EXERCISE REQUIREMENTS — Check every line of the entries for "windshield", and copy the lines that hold it.

Stored data —
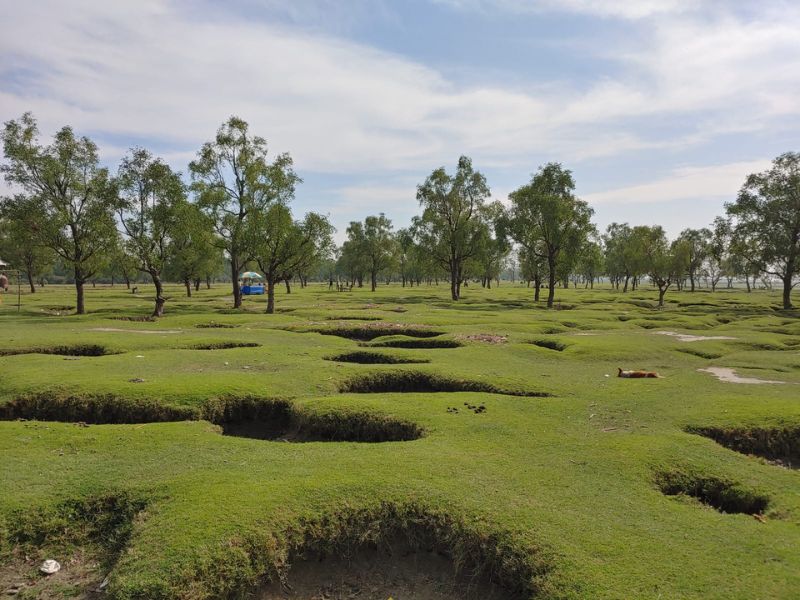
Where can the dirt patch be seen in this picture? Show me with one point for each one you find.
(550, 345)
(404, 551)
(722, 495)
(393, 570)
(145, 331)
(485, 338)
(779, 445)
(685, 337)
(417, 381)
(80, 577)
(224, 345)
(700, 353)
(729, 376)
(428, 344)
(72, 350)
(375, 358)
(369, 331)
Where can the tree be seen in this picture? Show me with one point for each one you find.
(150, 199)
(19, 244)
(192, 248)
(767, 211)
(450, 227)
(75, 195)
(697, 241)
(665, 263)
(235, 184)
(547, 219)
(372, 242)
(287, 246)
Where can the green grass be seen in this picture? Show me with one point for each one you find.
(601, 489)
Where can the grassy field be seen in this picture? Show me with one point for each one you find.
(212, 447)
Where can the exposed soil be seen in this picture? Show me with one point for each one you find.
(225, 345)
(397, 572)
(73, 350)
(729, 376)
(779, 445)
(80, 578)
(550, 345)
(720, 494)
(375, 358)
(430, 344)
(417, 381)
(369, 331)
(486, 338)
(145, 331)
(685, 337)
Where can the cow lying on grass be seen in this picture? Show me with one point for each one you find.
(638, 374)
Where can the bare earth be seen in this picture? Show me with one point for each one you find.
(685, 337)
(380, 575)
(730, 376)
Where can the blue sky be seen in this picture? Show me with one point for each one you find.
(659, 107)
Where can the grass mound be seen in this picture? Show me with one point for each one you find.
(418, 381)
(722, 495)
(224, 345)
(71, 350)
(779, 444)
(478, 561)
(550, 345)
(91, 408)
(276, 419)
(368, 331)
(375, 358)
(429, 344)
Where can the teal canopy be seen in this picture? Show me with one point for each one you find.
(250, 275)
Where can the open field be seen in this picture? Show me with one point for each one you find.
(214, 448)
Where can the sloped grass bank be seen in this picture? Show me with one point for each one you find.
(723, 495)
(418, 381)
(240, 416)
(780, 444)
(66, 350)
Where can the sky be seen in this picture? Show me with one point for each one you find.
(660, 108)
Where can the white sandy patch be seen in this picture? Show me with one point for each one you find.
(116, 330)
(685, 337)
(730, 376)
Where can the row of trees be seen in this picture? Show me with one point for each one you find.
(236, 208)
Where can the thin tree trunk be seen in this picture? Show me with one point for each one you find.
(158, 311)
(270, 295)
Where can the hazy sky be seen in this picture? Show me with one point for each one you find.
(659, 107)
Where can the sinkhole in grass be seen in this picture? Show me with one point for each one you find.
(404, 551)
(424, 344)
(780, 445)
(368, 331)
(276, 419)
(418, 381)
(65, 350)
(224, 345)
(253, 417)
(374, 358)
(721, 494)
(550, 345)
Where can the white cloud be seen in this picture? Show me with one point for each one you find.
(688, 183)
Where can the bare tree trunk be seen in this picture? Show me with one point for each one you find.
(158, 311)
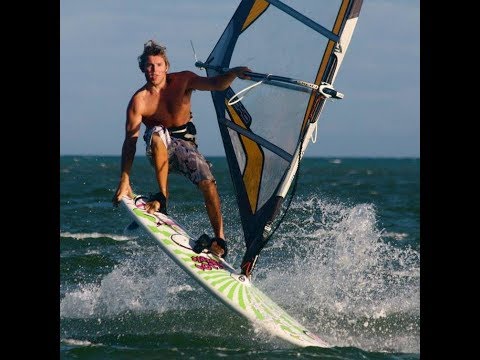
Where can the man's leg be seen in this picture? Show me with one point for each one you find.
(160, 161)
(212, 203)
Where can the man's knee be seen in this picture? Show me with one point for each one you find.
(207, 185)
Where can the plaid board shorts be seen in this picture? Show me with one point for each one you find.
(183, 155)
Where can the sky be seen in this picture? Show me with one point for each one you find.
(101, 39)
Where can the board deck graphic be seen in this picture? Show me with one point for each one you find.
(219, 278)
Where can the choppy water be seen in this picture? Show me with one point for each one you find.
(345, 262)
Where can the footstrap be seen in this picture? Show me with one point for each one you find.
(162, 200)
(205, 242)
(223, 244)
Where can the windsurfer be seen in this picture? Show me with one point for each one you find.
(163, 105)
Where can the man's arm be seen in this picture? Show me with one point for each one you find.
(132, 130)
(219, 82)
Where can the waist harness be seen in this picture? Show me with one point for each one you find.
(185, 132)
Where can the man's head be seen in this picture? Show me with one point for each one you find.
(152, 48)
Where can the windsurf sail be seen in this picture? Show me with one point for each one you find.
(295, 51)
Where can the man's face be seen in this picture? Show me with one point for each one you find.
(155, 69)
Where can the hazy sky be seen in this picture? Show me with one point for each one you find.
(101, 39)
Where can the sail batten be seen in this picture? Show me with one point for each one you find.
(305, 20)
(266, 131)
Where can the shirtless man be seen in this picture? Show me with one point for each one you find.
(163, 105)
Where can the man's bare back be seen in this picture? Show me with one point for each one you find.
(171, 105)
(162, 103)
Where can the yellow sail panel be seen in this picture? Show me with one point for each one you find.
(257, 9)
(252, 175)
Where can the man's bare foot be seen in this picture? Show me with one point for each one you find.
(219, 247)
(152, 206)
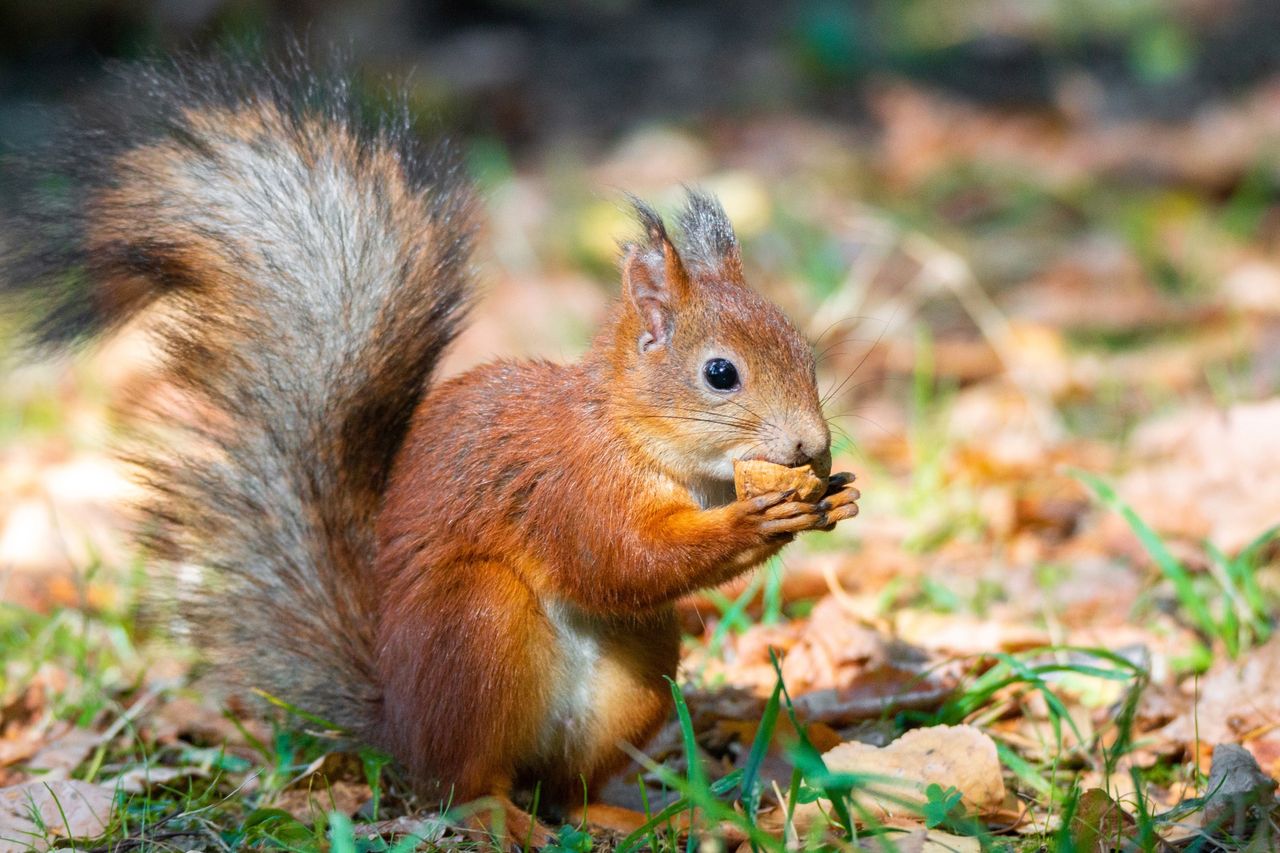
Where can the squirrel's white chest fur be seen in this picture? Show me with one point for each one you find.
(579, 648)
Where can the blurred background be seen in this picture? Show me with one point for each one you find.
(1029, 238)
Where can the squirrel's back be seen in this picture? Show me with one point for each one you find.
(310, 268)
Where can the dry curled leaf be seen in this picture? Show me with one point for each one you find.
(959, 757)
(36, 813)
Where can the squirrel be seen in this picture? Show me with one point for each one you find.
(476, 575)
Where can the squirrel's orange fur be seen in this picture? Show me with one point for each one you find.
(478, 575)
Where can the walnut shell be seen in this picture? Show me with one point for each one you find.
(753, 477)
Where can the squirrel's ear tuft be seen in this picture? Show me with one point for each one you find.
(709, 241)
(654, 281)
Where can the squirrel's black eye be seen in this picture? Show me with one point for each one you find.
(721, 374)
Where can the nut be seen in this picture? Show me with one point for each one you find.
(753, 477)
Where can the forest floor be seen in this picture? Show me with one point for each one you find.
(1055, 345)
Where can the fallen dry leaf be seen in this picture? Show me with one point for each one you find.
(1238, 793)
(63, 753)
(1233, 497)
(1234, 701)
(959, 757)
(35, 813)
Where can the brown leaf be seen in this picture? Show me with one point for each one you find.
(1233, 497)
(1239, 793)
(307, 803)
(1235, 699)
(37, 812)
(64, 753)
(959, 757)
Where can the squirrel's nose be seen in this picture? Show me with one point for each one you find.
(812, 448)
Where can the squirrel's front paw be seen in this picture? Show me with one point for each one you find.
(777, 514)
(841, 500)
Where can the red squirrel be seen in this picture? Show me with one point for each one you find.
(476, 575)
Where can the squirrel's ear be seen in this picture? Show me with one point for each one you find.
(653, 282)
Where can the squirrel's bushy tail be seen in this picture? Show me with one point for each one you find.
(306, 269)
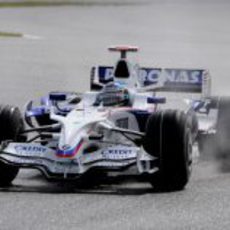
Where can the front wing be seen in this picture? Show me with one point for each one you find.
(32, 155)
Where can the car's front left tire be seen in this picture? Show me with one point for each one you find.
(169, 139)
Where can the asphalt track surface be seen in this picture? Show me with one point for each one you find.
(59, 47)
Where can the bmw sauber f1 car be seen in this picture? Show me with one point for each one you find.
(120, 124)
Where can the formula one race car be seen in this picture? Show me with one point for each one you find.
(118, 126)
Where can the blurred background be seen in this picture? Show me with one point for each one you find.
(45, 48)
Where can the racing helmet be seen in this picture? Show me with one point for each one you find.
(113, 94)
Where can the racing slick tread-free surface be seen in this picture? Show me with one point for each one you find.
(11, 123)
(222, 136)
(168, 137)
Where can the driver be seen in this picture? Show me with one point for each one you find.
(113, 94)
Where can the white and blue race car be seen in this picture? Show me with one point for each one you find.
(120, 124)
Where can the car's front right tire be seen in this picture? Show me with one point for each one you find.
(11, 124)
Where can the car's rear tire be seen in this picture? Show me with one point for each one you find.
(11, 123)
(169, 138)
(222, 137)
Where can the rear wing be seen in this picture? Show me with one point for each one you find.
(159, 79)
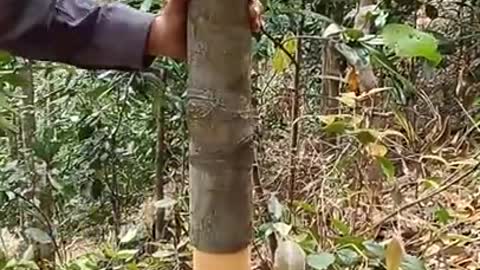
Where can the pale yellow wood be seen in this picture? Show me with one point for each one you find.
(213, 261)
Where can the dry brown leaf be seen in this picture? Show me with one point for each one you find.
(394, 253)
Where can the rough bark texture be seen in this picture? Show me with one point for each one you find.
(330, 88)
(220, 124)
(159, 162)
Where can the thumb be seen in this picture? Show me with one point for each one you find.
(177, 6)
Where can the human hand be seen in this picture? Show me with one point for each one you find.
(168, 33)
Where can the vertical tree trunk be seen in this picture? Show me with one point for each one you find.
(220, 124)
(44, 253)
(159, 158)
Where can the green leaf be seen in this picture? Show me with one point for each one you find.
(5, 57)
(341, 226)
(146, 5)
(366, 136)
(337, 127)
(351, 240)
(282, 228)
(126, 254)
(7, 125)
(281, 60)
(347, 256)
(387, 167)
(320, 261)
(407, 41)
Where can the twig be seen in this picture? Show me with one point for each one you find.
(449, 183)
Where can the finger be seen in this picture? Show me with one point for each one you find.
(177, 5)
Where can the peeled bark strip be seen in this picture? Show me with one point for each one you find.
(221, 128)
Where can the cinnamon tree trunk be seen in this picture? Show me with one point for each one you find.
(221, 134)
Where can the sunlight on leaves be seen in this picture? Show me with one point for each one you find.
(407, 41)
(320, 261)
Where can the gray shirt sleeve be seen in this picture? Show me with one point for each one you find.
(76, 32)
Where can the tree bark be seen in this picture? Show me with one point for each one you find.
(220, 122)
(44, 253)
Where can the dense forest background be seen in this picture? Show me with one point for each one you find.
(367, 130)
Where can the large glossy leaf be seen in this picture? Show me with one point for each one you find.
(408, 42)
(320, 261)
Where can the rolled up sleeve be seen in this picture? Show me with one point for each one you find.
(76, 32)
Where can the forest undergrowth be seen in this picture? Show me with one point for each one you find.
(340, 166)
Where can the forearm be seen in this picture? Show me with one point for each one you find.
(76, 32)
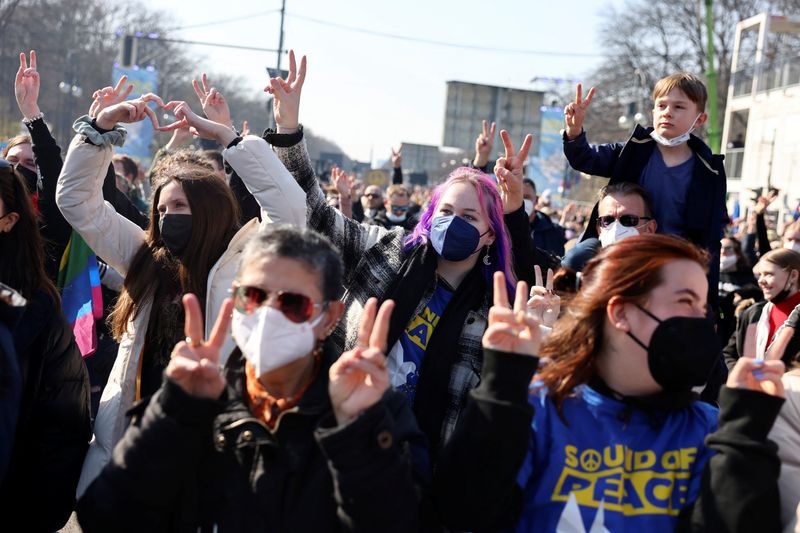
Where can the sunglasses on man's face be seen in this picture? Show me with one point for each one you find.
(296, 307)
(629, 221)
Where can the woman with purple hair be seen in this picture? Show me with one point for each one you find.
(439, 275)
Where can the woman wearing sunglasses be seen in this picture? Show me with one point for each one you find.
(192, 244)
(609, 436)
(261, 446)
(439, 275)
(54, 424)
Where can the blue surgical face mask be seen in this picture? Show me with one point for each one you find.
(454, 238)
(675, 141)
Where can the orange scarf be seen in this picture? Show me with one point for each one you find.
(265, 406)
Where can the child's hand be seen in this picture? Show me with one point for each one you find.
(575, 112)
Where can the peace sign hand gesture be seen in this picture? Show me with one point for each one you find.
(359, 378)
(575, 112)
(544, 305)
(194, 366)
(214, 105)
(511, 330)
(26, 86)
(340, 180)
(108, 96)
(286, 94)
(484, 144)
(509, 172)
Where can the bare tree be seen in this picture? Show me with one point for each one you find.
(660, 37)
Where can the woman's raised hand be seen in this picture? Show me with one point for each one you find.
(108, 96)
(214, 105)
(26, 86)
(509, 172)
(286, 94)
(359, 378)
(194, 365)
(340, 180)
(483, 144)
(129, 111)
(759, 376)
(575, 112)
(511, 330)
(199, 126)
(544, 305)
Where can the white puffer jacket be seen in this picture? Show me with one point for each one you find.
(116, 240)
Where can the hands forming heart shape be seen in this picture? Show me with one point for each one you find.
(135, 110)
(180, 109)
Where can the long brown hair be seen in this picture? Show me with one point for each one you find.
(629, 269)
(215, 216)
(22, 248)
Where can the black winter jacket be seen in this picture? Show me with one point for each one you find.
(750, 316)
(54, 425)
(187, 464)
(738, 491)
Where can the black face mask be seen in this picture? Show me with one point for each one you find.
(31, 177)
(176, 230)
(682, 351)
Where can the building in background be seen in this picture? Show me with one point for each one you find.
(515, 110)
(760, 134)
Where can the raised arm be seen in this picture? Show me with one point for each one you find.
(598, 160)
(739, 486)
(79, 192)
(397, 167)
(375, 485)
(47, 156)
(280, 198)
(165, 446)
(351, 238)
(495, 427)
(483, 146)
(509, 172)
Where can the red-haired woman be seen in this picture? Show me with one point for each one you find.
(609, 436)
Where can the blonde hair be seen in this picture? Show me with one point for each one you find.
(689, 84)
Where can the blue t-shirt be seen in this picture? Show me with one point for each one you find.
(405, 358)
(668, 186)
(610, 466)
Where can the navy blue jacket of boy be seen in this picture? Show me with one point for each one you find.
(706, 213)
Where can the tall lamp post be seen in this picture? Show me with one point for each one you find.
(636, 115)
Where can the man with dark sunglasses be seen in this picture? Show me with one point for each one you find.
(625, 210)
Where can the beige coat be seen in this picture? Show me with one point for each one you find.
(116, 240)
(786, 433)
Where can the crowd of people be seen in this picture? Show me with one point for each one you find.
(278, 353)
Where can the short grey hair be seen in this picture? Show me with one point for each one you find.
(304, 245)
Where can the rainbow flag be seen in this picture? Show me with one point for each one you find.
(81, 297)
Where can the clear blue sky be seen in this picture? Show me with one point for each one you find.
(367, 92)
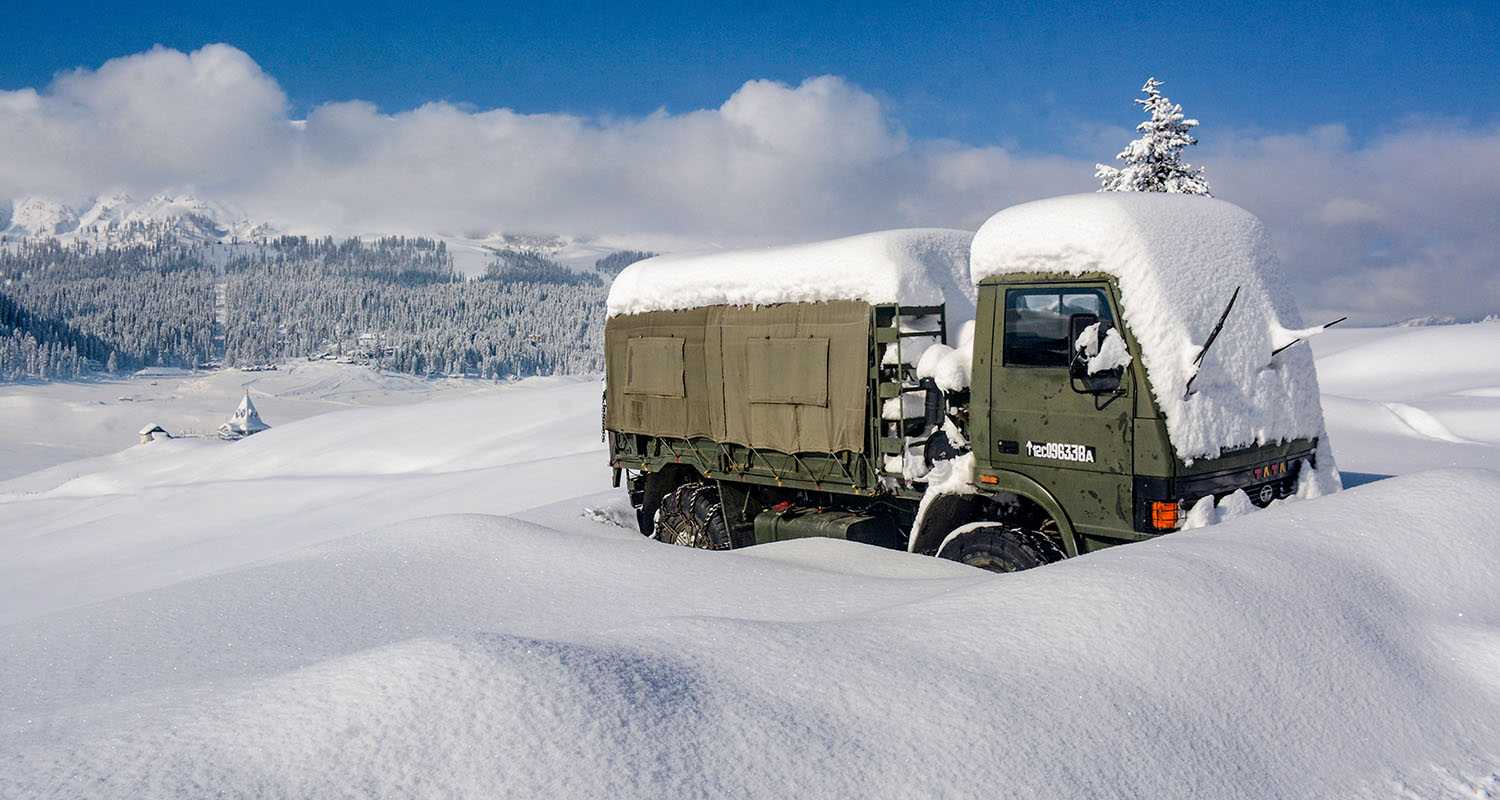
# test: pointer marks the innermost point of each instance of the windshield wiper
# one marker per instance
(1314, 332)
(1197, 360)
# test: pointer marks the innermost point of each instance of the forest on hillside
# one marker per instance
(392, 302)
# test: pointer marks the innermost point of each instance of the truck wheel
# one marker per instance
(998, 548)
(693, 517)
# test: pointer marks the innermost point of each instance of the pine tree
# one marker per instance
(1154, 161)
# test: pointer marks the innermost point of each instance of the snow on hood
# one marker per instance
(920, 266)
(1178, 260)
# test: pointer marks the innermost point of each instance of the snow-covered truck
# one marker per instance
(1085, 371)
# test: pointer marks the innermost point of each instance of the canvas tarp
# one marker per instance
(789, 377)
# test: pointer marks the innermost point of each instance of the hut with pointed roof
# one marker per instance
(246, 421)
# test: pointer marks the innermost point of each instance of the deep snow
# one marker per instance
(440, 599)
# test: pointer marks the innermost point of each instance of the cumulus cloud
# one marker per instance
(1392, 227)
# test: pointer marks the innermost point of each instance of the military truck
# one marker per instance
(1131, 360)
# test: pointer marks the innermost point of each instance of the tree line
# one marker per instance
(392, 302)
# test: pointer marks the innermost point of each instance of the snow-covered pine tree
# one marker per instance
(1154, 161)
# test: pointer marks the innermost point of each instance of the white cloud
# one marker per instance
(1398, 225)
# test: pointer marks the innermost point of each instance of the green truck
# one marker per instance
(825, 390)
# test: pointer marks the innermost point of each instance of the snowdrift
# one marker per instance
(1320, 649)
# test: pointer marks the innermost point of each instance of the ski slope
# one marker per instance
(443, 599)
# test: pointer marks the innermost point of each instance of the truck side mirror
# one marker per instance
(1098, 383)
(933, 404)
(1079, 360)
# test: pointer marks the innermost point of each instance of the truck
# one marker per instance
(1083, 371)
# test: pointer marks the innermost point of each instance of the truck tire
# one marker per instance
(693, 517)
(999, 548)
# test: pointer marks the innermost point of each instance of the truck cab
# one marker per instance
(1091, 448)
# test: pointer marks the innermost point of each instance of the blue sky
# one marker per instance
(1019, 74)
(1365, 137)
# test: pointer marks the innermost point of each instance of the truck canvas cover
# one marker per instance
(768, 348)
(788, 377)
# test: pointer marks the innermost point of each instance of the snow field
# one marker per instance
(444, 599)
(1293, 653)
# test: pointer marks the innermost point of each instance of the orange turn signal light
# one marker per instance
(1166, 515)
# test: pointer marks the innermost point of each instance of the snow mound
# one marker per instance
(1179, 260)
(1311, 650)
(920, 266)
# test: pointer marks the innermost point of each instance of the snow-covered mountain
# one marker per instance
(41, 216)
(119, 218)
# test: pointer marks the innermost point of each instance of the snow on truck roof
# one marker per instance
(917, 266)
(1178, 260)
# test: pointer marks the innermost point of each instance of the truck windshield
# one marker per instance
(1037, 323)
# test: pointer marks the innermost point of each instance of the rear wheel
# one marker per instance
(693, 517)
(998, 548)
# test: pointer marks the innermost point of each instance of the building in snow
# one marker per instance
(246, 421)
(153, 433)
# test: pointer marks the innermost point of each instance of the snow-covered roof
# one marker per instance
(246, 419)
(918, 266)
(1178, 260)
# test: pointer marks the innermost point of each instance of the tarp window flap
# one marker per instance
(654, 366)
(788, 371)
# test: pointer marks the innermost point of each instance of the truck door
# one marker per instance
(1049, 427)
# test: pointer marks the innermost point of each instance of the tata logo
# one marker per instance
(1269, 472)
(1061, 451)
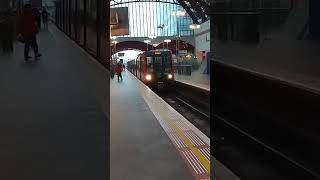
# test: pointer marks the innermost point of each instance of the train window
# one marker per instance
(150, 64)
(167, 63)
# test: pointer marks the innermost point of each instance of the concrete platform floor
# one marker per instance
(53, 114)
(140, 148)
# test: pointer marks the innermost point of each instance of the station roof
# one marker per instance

PROBLEM SOLUTION —
# test: pointer marks the innermost point of each instance of the windshield wiper
# test: pointer marks the innermost point of each instance of the truck windshield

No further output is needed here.